Introduction à l'hydrogène

Lors de nos échanges mensuels des Forums Mac Mahon du premier semestre 2022, nous nous sommes intéressés à la souveraineté, notamment énergétique. Parmi les différentes options qui se présentent, l'hydrogène nous est apparu comme une solution riche de promesses. 

La note ci-après présente quelques éléments de base sur cette énergie qui peut être décarbonée : définitions, techniques de production, coûts de production, transports, utilisations, ainsi que quelques éléments d'actualité témoignant de l'intérêt accru qui y est porté par les pouvoirs publics et de grands acteurs économiques. 

Définition des types d’hydrogène

  • L’hydrogène vert ou « renouvelable  », selon l’ADEME, est fabriqué par électrolyse de l’eau à partir d’électricité provenant uniquement d’énergie renouvelable (éolienne, photovoltaïque).

  • L’hydrogène gris ou « fossile », selon l’ADEME, est fabriqué par des procédés thermochimiques avec comme matières premières des sources fossiles (charbon ou gaz naturel).

  • L’hydrogène bleu est fabriqué de la même manière que l’hydrogène gris, à la différence que le CO2 émis lors de la fabrication sera capté pour être stocké ou réutilisé.

  • L’hydrogène jaune, spécifique à la France, est fabriqué comme l’hydrogène vert, à partir d’électricité provenant d’énergie nucléaire.

L’ADEME, pro-renouvelable et anti-nucléaire, qualifie les hydrogènes bleu et jaune d’hydrogènes bas carbone pour les distinguer nettement de l’hydrogène renouvelable.

◆ ◆ ◆ ◆ ◆

### Tâches à réaliser
1. Répondez à ces questions à partir du texte sur l'hydrogène :
(a) De quelle énergie vient l'électricité qui sert à fabriquer l'hydrogène jaune ?
(b) Que devient le CO2 émis pendant la fabrication de l'hydrogène bleu ?
(c) Au cours de quels échanges s'est-on intéressé à la souveraineté, notamment énergétique ?
2. Résumez le texte sur l'hydrogène en deux phrases.
On n'a pas besoin de la liste qui suit.

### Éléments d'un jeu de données
◆ ◆ ◆ ◆ ◆

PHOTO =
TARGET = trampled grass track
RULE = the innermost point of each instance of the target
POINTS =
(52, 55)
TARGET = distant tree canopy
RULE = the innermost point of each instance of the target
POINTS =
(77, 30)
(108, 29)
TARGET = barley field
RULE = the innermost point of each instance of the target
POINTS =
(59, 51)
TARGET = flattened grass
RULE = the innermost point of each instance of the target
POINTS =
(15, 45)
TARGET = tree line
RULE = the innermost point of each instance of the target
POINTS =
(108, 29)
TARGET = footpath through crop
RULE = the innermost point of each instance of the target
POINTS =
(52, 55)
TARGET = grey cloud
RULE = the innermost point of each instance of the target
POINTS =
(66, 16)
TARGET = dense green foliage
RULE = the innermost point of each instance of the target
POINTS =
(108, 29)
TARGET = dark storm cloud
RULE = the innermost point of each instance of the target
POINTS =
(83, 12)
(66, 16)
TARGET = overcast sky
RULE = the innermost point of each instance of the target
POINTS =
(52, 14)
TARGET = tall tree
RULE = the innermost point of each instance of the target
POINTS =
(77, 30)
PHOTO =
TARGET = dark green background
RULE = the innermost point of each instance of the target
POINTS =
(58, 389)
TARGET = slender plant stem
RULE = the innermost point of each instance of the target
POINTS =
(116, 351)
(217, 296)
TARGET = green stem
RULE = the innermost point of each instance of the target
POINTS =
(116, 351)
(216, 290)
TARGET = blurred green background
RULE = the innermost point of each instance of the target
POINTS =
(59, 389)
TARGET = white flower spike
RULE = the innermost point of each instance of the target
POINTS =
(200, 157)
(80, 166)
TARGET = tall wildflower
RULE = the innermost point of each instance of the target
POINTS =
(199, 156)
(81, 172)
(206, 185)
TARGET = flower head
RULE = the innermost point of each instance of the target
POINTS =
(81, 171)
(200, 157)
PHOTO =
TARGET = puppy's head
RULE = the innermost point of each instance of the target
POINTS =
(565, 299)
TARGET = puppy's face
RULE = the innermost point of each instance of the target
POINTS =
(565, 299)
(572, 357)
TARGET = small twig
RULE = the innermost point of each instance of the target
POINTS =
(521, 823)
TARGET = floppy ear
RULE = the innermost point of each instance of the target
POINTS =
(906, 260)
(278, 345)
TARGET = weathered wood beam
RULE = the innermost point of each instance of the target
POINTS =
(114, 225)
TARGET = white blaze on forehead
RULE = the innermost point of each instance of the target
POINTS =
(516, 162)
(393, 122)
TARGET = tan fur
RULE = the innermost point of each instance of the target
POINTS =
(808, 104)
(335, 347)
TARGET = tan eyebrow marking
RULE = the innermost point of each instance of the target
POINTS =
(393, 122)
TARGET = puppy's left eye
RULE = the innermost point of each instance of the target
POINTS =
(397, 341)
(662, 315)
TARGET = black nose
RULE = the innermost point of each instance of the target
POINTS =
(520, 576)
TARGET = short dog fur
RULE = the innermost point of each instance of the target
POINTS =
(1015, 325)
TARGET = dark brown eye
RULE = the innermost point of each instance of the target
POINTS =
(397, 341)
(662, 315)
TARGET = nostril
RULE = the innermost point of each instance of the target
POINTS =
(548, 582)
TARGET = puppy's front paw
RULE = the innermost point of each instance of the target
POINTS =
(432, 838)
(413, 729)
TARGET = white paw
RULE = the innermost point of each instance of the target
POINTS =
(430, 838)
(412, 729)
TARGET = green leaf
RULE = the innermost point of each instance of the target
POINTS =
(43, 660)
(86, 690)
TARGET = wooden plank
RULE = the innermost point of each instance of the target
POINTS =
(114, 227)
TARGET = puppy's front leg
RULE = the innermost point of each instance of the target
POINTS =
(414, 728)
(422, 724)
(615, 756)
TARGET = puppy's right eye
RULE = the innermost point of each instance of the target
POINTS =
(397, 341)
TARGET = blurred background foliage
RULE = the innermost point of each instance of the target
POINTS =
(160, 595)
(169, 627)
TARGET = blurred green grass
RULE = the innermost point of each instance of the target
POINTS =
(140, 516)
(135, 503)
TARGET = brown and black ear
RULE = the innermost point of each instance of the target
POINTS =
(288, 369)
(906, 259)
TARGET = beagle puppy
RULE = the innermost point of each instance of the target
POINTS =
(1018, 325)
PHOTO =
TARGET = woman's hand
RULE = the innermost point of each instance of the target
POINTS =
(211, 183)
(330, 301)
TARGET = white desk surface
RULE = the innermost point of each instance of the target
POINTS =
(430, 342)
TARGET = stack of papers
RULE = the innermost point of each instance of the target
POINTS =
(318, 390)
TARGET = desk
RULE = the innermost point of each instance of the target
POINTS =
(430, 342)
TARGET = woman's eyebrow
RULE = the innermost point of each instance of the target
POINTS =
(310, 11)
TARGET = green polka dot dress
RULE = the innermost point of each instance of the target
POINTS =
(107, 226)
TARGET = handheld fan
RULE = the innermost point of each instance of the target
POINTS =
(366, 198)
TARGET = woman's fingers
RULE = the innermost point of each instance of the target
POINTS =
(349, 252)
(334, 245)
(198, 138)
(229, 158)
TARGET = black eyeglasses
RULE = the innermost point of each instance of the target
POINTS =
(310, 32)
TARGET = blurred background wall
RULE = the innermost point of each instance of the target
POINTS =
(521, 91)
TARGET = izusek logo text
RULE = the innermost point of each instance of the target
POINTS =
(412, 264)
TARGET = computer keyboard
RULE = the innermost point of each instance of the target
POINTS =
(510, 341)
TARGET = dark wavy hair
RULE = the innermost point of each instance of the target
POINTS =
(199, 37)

◆ ◆ ◆ ◆ ◆

### Résultats par tâche
1.
(a) De l'énergie nucléaire.
(b) Il est capté pour être stocké ou réutilisé.
(c) Lors des échanges mensuels des Forums Mac Mahon du premier semestre 2022.

2. Au cours des Forums Mac Mahon du premier semestre 2022, consacrés notamment à la souveraineté énergétique, l'hydrogène est apparu comme une solution riche de promesses, et le texte en présente les éléments de base. Il distingue l'hydrogène vert, produit par électrolyse de l'eau avec de l'électricité renouvelable, le gris, tiré de sources fossiles, le bleu, fait comme le gris mais avec captage du CO2, et le jaune, produit avec de l'électricité nucléaire, l'ADEME qualifiant le bleu et le jaune d'hydrogènes bas carbone.